In the text on the special distribution, why will some unit holders receive a cash payment?

Page text:
• • • • • • •

Pursuant to the special distribution, holders of units as of March 7, 2022, the record date for the special distribution, or the record date, will be entitled to receive one (1) exchangeable share for every two (2) units held as of the record date, provided that the special distribution will be subject to any applicable withholding tax and no holder will be entitled to receive any fractional interests in the exchangeable shares. The distribution date for the special distribution is expected to be on or about March 15, 2022, or the distribution date. Holders of units who would otherwise be entitled to a fractional exchangeable share will receive a cash payment.
Holders of units will not be required to pay for the exchangeable shares to be received upon completion of the special distribution or tender or surrender units or take any other action in connection with the special distribution. Holders of units are not being asked for a proxy and are requested not to send a proxy. See “Questions and Answers Regarding the Special Distribution” for further details.

• • • • • • •

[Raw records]
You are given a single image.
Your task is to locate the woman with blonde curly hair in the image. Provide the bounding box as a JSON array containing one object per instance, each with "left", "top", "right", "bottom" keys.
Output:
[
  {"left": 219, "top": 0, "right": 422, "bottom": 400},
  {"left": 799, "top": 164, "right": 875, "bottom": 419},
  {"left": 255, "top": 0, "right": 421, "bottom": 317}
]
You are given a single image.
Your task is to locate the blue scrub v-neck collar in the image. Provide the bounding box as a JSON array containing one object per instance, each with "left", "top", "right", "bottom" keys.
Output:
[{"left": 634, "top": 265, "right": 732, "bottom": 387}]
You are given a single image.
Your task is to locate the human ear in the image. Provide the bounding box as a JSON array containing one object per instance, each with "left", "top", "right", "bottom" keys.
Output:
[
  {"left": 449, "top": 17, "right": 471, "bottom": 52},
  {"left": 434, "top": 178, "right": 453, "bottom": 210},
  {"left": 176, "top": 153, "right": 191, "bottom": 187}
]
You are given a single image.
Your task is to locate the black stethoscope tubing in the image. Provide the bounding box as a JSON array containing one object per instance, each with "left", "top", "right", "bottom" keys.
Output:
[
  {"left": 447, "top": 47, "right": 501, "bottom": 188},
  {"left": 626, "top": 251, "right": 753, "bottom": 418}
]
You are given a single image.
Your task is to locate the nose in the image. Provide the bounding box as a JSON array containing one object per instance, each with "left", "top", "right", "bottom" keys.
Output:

• • • • • • •

Expected answer:
No holder will be entitled to receive fractional interests in the exchangeable shares. Holders of units who would otherwise be entitled to a fractional exchangeable share will receive a cash payment.